Problem statement:
Please rewrite the rows between the line holding "[indicate] the blue" and the end of the rows, inclusive, keeping every line, and increase each coordinate in the answers by 20.

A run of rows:
----

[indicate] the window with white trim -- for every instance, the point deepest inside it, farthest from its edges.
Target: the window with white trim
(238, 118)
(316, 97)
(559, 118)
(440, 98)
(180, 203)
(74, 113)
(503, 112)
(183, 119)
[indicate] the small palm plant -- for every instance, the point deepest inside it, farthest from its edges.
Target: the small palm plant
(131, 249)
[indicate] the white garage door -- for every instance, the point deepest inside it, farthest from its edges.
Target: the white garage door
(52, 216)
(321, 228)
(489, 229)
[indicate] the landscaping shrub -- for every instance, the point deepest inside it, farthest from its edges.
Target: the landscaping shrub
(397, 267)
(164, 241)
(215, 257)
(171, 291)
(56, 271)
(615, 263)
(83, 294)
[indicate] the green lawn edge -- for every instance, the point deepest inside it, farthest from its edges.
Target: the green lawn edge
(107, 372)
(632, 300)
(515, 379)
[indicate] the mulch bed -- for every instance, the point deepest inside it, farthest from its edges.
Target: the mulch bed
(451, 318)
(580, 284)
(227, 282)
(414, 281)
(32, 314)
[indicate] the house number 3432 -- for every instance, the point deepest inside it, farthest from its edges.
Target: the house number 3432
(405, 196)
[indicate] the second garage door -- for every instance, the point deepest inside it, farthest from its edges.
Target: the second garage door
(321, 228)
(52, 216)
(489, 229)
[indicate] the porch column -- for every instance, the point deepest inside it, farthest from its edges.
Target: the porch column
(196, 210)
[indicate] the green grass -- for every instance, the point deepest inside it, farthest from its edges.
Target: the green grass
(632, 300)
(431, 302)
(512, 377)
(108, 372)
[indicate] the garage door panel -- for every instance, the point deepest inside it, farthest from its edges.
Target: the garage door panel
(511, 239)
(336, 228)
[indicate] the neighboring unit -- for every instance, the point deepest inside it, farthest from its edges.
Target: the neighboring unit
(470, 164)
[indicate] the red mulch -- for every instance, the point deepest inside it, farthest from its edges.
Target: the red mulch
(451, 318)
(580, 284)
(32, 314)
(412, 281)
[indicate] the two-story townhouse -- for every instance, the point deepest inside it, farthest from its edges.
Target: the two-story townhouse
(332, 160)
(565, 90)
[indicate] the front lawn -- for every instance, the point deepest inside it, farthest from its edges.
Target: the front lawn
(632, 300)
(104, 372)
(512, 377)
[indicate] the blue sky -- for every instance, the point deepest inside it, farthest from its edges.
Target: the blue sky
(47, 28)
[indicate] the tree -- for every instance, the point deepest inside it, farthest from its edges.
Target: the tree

----

Answer for the task:
[indicate] the blue sky -- for every instance, the point deepest inside it, farthest from its edges.
Target: the blue sky
(67, 48)
[indicate] the tree -- for every instance, the point deepest inside it, farthest from its edges.
Target: the tree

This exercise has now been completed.